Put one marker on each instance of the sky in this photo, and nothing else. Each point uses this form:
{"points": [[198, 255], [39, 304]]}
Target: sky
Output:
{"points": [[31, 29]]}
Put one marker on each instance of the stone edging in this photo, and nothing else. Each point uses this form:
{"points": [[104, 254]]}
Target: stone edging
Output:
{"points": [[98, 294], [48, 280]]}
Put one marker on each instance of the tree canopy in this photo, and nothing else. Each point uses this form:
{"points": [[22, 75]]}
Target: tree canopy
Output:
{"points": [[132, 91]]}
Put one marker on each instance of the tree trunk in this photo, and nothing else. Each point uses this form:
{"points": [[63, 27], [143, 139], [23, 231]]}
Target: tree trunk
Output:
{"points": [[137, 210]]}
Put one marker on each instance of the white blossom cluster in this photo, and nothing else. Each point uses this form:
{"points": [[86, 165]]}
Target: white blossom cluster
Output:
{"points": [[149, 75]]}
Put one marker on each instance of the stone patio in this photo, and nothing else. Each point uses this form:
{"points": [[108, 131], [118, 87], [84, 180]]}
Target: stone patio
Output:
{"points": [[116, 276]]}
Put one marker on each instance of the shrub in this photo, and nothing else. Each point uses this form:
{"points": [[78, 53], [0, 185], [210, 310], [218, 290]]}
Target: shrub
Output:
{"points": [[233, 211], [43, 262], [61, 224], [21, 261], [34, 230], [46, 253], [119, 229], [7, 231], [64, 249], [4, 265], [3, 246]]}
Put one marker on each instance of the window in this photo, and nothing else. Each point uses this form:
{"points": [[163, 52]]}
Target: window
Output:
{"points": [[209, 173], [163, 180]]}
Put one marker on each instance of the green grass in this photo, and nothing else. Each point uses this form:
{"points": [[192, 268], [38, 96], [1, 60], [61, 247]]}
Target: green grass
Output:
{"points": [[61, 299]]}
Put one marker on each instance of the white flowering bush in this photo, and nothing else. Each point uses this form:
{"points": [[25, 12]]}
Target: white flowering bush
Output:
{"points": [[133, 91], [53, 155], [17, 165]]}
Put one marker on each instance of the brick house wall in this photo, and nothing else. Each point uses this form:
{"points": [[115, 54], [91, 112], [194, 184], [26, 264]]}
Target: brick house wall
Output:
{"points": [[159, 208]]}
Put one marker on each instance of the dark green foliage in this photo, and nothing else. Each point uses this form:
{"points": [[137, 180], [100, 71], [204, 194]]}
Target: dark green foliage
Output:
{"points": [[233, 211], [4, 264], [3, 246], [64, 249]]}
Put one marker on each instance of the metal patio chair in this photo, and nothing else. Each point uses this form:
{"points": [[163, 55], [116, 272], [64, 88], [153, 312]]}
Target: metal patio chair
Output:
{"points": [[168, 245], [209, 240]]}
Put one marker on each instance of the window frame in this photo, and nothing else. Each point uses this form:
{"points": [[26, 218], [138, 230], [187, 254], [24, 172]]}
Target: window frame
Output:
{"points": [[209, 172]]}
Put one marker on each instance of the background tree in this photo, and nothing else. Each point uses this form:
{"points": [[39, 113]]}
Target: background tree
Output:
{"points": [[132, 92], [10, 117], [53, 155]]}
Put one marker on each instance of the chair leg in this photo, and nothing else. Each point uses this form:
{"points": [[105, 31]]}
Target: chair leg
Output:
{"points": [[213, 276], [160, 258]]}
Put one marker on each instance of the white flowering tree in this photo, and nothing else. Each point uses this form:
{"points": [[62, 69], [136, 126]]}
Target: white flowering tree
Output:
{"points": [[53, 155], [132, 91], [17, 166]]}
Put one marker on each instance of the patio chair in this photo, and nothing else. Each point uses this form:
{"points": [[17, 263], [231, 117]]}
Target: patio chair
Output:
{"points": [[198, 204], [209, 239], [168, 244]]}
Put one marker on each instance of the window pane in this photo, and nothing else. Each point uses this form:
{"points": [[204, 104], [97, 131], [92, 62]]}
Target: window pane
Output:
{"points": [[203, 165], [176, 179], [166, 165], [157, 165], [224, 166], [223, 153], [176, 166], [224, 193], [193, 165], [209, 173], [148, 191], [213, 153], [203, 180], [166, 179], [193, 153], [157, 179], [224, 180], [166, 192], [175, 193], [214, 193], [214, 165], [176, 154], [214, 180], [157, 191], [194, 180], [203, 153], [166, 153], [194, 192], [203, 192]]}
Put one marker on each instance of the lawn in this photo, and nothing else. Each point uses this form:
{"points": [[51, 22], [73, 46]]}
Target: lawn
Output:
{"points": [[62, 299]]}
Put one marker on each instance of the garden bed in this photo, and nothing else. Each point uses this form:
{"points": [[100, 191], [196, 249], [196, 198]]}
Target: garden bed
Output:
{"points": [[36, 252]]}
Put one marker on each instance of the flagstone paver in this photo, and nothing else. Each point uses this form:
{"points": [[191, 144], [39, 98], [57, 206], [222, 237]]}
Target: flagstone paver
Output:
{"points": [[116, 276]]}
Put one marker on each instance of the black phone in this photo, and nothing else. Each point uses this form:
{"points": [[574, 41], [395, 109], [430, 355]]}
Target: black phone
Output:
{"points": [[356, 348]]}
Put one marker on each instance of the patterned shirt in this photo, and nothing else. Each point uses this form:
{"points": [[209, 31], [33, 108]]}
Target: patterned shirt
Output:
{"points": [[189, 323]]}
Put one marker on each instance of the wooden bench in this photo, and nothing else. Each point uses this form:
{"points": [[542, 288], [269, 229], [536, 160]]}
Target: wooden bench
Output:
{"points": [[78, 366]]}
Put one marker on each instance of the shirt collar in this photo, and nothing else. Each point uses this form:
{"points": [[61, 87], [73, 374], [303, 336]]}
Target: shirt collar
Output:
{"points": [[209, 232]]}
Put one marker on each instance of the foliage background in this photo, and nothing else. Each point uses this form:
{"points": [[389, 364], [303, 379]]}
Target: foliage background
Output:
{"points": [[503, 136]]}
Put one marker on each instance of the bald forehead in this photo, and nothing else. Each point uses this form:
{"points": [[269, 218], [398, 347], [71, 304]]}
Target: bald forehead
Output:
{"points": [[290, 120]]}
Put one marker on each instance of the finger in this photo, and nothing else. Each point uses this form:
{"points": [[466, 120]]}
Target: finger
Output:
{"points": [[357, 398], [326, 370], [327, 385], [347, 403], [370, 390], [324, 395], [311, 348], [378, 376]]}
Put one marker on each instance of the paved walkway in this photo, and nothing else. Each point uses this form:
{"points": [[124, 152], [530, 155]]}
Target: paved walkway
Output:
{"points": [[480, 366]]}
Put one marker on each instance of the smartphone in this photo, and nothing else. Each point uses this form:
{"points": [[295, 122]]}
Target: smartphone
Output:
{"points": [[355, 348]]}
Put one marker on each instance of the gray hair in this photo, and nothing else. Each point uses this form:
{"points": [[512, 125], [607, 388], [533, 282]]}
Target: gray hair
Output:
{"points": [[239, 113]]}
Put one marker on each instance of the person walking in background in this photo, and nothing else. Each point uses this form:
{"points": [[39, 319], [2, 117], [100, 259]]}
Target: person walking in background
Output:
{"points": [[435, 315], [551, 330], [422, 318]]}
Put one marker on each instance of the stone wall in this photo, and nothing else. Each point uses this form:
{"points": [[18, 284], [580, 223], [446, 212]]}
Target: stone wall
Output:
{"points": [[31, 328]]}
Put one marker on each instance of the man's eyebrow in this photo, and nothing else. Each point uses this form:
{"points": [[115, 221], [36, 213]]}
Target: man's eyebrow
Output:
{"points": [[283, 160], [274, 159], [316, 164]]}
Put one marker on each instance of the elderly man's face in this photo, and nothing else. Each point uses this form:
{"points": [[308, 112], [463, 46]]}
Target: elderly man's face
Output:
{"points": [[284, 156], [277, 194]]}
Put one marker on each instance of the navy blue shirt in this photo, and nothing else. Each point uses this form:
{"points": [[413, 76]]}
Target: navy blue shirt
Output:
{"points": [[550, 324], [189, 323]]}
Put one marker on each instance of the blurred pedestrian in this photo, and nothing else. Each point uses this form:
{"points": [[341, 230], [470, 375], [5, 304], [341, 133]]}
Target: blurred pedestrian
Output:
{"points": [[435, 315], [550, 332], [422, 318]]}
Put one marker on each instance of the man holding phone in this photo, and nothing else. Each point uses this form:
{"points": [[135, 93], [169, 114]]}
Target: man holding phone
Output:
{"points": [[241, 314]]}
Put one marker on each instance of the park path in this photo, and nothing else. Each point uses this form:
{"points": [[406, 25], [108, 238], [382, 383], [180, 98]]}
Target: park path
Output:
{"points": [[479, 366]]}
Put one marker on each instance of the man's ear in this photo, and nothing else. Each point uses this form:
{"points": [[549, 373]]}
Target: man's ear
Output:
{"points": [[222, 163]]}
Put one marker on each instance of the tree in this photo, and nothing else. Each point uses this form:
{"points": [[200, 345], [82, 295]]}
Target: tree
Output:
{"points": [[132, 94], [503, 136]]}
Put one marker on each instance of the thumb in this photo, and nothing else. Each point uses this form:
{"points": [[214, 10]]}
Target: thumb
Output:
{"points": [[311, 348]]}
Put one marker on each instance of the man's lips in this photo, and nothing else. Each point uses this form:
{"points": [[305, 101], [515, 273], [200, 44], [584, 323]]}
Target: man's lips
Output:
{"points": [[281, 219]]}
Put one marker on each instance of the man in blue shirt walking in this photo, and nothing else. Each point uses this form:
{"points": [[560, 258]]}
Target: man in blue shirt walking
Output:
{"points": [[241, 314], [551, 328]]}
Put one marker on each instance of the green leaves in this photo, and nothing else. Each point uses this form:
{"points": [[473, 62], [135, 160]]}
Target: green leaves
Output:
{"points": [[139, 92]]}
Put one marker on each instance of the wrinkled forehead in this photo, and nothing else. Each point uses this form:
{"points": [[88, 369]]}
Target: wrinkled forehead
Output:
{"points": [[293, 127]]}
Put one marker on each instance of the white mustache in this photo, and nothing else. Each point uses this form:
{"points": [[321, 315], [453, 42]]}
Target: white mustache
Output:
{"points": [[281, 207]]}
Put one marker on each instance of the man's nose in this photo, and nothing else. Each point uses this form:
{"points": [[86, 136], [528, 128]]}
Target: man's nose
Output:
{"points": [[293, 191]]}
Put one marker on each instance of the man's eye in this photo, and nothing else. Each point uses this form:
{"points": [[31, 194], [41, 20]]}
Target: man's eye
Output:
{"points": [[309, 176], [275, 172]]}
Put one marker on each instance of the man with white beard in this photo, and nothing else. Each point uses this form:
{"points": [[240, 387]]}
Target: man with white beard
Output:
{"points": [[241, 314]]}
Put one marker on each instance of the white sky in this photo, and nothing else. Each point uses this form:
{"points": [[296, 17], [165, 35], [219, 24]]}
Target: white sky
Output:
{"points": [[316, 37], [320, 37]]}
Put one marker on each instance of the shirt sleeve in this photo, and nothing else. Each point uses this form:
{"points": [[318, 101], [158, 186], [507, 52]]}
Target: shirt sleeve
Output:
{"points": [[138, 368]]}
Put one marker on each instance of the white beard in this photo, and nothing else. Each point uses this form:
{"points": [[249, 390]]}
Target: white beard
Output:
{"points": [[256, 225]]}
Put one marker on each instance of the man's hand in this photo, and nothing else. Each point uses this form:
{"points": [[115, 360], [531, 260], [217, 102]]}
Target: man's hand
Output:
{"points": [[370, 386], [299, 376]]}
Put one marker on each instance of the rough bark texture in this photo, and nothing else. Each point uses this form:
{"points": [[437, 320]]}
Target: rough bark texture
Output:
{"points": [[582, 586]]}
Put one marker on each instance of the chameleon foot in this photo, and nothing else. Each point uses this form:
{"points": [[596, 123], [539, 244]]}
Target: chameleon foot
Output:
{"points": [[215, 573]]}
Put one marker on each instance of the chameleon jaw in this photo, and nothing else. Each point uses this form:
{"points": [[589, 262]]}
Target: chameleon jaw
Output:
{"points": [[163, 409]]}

## WHAT YOU SHOULD DO
Can you copy out the material starting at the line containing "Put one marker on each instance of the chameleon jaw" and ending at its final line, keeping the requests and their format samples unchanged but shifting every coordinate in the answers up by 84?

## PROBLEM SOLUTION
Put one marker on each instance of the chameleon jaw in this photo, and nothing else. Each point uses this form:
{"points": [[589, 262]]}
Target: chameleon jaw
Output:
{"points": [[247, 493]]}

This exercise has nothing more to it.